Ukrainian woman weds Chicago fiancé ahead of return home
CHICAGO, United States (AP) — When Russia invaded her home country of Ukraine, Maria decided she had to get there and help defend it — even if it meant leaving her fiancé behind in Chicago days after getting married.
Maria and her fiancé, David, married Saturday before about 20 people in the backyard of an Oak Park home — the venue offered last minute after Maria asked for advice in a neighbourhood Facebook group. The couple met last year and got engaged in October.
On Monday, she plans to fly to Poland, then make her way to the Ukrainian border, ultimately aiming to volunteer to fight for her home country.
“People are running out of there and she is running in,” said a friend at the wedding, Pamela Chinchilla of Lombard.
Maria, who asked that her last name not be published because she fears for her family’s safety in Ukraine and the US, said she lived with her parents in Kyiv until 1991 when the family moved to Poland.
Since the war began, she used messages and calls through Facebook to keep in touch with her parents, who have been sheltering in a parking garage during attacks on Ukraine’s largest port city of Odesa. But she said she has been unable to reach cousins in Kyiv in recent days.
Three days into the invasion, Maria made up her mind to return to Ukraine, determined to find some way to be useful. She said she doesn’t have medical or military training but worries that a Russian takeover of Ukraine will embolden the country to threaten more places around the world.
“I have to go,” Maria, 44, said. “I can’t do protests or fundraising or wave flags. We’ve done this since 2015, Ukrainians, and I just can’t do it anymore.”
Her fiancé refused to stay behind despite Maria’s resistance to him accompanying her. But since David first needs to apply for a passport, she plans to leave Monday and wait in Poland before crossing the border.
“He knows how stubborn I am and knew he’d have no chance to convince me otherwise,” Maria said.
David, 42, said he feels a responsibility to do what he can to keep her safe.
“Because complacency and compliance are pretty much the same thing,” he said. “And you can only turn a blind eye to people being bullied for so long. And if it happens to them, it might be you next.”
He also asked that his last name not be published to avoid endangering Maria’s family.
Ukraine’s forces are outnumbered and outgunned, but their resistance did prevent a swift Russian victory. Ukrainian leaders called on citizens to join in guerrilla war this week as Russian forces gained ground on the coast and took over one major port city.

———

- Activity 1 -
In the news story, where have Maria's parents been sheltering during attacks on Odesa?
- Activity 2 -
Repeat the part of the news story that opens with the words containing "David, 42, said" and closes with "major port city.", copying it word for word.

———

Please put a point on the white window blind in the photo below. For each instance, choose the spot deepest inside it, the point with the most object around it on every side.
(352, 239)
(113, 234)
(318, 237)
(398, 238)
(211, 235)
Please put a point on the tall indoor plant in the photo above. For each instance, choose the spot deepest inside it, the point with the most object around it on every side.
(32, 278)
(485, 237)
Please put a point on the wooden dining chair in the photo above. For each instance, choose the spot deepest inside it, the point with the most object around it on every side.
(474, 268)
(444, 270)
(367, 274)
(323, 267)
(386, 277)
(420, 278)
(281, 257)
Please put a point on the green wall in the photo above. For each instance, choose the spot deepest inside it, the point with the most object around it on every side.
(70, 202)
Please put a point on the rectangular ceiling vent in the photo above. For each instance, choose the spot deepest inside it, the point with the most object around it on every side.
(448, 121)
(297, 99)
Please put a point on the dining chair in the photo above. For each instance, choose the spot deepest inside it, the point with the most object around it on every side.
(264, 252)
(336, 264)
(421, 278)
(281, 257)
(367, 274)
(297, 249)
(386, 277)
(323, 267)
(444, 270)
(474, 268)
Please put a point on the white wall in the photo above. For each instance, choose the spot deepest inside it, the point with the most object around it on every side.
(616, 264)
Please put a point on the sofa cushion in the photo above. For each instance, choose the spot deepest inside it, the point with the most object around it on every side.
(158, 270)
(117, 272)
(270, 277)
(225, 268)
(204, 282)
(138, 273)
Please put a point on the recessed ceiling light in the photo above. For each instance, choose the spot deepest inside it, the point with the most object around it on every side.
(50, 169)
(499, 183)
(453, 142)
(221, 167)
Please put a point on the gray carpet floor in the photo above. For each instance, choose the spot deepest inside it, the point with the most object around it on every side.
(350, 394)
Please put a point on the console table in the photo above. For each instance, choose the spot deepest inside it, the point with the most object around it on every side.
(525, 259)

———

- Your solution 1 -
In a parking garage.

- Your solution 2 -
David, 42, said he feels a responsibility to do what he can to keep her safe.
“Because complacency and compliance are pretty much the same thing,” he said. “And you can only turn a blind eye to people being bullied for so long. And if it happens to them, it might be you next.”
He also asked that his last name not be published to avoid endangering Maria’s family.
Ukraine’s forces are outnumbered and outgunned, but their resistance did prevent a swift Russian victory. Ukrainian leaders called on citizens to join in guerrilla war this week as Russian forces gained ground on the coast and took over one major port city.